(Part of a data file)
-*-*-

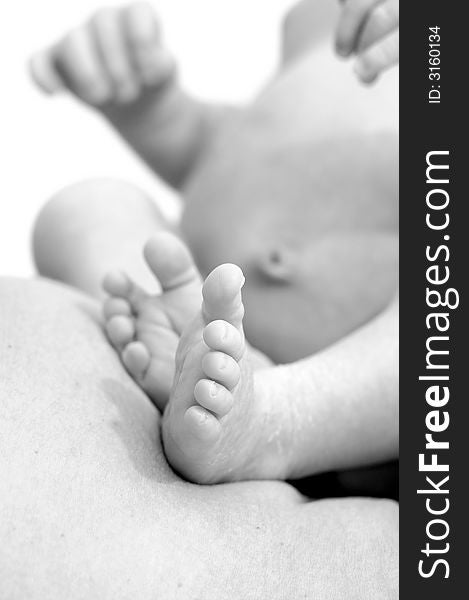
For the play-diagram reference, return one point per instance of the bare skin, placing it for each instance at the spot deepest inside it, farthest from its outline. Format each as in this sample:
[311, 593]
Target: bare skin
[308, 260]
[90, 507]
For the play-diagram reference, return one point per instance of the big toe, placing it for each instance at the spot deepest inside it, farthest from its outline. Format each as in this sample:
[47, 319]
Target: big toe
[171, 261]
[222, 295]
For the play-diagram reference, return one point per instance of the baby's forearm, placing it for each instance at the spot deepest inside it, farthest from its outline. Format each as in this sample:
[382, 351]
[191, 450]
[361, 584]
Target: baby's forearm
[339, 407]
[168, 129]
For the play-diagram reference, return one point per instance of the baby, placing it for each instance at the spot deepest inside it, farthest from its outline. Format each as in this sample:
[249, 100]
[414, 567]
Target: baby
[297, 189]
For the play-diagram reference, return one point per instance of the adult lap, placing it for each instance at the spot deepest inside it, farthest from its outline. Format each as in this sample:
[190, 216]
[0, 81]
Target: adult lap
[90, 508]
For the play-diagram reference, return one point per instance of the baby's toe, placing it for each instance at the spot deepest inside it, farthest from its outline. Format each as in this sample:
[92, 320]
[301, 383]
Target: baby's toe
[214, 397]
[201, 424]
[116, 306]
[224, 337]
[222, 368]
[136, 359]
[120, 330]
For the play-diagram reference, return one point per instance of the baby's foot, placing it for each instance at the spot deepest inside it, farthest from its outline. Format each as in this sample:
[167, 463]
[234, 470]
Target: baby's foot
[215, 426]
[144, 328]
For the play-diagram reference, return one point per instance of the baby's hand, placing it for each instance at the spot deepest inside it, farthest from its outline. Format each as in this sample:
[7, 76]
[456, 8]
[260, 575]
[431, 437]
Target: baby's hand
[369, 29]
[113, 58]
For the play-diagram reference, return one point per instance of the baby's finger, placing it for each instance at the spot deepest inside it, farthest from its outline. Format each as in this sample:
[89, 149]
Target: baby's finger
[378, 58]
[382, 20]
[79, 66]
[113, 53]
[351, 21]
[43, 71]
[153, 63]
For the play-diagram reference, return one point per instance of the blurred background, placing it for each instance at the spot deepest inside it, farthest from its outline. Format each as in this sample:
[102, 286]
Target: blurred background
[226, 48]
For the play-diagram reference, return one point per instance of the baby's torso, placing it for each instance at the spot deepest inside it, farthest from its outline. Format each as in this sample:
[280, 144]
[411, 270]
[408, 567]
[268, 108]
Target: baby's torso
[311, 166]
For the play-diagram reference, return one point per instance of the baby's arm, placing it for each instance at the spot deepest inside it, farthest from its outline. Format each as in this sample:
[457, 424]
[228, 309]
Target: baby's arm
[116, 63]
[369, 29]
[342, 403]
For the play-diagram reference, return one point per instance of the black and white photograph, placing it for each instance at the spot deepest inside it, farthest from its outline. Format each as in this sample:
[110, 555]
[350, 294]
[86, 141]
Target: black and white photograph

-*-*-

**TASK TO COMPLETE**
Print all of the items above again word for word, omitting the pictures.

**RESPONSE FOR THIS EXERCISE**
For the play-diagram reference, return one point per instance of the bare skin, placing it for each instance at the spot deepest inside it, farthest from its outline. Format each as in this sample:
[311, 593]
Target: bare skin
[308, 260]
[90, 507]
For the play-diagram reference, return one point per instance of the big toe, placing it for each instance at the spot deepest inside it, farthest from its outline. Format each as in this sample:
[47, 319]
Target: big toe
[171, 261]
[222, 295]
For the play-diagram reference, return one point per instance of the baby's forearm, placing it for each instance at the spot deepest inside it, farthest from its outline. Format each as in this sample:
[382, 351]
[191, 450]
[361, 584]
Target: baby's forearm
[339, 407]
[168, 129]
For the play-diagram reference, return one point per instance of the baby, placing it for each instance at the spot deepest inside it, farthest from its outline. Format each as in this sample:
[249, 100]
[414, 567]
Target: baby
[297, 189]
For the play-diagram reference, return one point per instance of the adult lap, placing it for each instance at the spot deepest inside it, farthest from its outline. Format each as in this sample:
[190, 216]
[0, 81]
Target: adult lap
[90, 508]
For the play-diagram reference, return one point per instance of the baby's toe, placing it for each instance at the spot deepest inside it, farthest from its outline. Format each as in this sample:
[92, 320]
[301, 383]
Target: baby's toe
[214, 397]
[201, 424]
[116, 306]
[224, 337]
[222, 368]
[136, 359]
[120, 330]
For the play-diagram reference, return one point per instance of the baby's foot, placing it for each instance at the spot deepest inside it, farthest from its outline. Format each as in this sample:
[167, 463]
[234, 470]
Target: baby's foot
[215, 426]
[144, 328]
For the play-diagram reference, return one point per instance of the baby's hand, placing it for each instance at the spot deepest inside it, farthest from its outline. Format each as in this sample:
[7, 76]
[456, 8]
[260, 575]
[431, 437]
Target: baby's hand
[369, 29]
[113, 58]
For the play-diagram reference, return one point per instance of the baby's finger, placing it for each instance at the spot deepest inside it, farthest from its outline. Format each as in this sample:
[89, 149]
Target: baby's finger
[378, 58]
[382, 20]
[79, 66]
[113, 53]
[351, 21]
[43, 71]
[153, 63]
For the play-diagram reference, return one point per instance of the blurred background, placing it for each instance at the spot deepest inside it, farthest from its outline. Format each as in this sample:
[102, 286]
Target: blurred background
[226, 48]
For the play-diagram reference, return one point per instance of the baby's torso, placing it for each instance at the spot deepest inside it, farthest from its outline. Format each as in this sample:
[280, 144]
[411, 270]
[408, 567]
[268, 108]
Target: baby's torso
[311, 166]
For the play-diagram reference, return one point per instance of the baby's arm, placing it for each instance at the spot deepest inside it, farthest from its outline. Format each as in this sample:
[457, 424]
[228, 309]
Target: baby's arm
[116, 63]
[369, 29]
[342, 403]
For the play-diagram reference, return one point per instance of the black and white photograph, placing it for each instance at the spot deepest inside it, farthest from its outline. Format each as in this sample:
[110, 555]
[350, 294]
[86, 141]
Target: black and white photograph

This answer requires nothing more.